__PROVIDED RECORDS__
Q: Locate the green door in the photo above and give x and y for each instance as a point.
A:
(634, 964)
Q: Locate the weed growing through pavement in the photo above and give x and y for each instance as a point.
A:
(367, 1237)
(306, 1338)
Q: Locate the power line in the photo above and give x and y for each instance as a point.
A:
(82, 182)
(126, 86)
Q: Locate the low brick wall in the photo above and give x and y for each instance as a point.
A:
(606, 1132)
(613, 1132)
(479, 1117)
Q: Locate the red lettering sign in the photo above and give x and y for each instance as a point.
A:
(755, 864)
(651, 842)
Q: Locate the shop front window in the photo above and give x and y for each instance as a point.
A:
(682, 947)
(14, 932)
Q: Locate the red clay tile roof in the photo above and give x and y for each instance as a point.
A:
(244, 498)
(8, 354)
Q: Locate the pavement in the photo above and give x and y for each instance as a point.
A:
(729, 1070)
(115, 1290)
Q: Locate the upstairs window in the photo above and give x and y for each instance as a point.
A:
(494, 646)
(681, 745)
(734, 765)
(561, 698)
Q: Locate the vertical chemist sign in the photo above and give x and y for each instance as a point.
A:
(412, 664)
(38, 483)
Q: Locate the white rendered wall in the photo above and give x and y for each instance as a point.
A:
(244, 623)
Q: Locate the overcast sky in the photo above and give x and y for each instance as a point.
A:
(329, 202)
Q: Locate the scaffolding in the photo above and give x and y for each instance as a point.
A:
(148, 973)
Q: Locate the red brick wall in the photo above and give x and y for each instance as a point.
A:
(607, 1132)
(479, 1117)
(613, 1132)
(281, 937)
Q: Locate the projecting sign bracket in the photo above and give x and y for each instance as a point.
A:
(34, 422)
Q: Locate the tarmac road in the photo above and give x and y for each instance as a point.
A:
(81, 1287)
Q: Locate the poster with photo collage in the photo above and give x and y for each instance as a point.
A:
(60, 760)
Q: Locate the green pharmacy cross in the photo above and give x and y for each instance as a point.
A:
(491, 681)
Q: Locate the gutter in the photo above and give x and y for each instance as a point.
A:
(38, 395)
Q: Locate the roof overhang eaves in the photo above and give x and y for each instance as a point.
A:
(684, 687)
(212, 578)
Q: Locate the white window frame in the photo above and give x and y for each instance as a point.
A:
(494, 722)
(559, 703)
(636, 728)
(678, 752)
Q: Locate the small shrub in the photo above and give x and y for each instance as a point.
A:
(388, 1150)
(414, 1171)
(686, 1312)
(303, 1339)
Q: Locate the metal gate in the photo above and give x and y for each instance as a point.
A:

__TASK INSTRUCTIONS__
Exactly as they are written, print the entries again.

__SOLVED EXERCISE__
Q: Locate the green door in the photo above and give x and y for each instance as a point.
A:
(634, 964)
Q: Locate the weed growing through pavement in the photo above and give x and y for each instance as a point.
A:
(367, 1237)
(306, 1338)
Q: Locate the power line in the photo above and give x and y for each instance as a point.
A:
(82, 182)
(126, 86)
Q: Locate the low brick wall in the photo above and give x and y for each instance as a point.
A:
(606, 1132)
(613, 1132)
(479, 1117)
Q: Locate the red lettering sign in the photo above and give x and y for each instance as a point.
A:
(755, 864)
(651, 842)
Q: Locate the shop front window in the photo above and give x and y for each instance as a point.
A:
(682, 947)
(14, 932)
Q: Locate the red clay tile roof in the photo above and give x and y for each instance as a point.
A:
(244, 498)
(8, 354)
Q: Locate the pavement in the photo above and give x and y for each instance as a point.
A:
(729, 1070)
(115, 1290)
Q: Locate the upstairs window in the photo above and give x and y for each instance as a point.
A:
(494, 646)
(681, 745)
(734, 765)
(561, 698)
Q: Locate the vertical chemist sign in the photo above and give x and y for each instance as a point.
A:
(412, 664)
(38, 483)
Q: Locate the white rendered wall in the photo above and give x and y for each instance as a point.
A:
(244, 623)
Q: Locate the overcast sky in the photo above and give x and y for each instance as a point.
A:
(329, 202)
Q: Locate the scaffolding in the photo above and give x and y for each instance as a point.
A:
(148, 973)
Q: Locate the red brick wall in the photo above and give x and y for each instance as a point.
A:
(607, 1132)
(479, 1117)
(613, 1132)
(281, 937)
Q: Locate the projecting sign bracket in the photo above and give x and y for each instance as a point.
A:
(34, 422)
Q: Locate the tarmac road in the photo above and give x and y for each instance as a point.
A:
(81, 1287)
Q: Locate the poster with photo collage in the photo above and give x and y for each instance as a point.
A:
(60, 760)
Q: Locate the green pharmacy cross in the photo above and give x and y for each instance as a point.
A:
(491, 681)
Q: Locate the gutter in the photo above and give x and y for each instance as a point.
A:
(38, 395)
Q: Locate the roof overhang eaves in the photo above and give x and y for each instance as a point.
A:
(684, 687)
(212, 578)
Q: Locate the white window frame in the photo above and give x and y for each instance as a point.
A:
(494, 722)
(559, 703)
(636, 728)
(678, 752)
Q: Locate the small shrub in the photo above and give x and y for each instance as a point.
A:
(388, 1150)
(414, 1171)
(686, 1312)
(303, 1339)
Q: Locate the metal gate in the photo above and give x and y for each instance as a point.
A:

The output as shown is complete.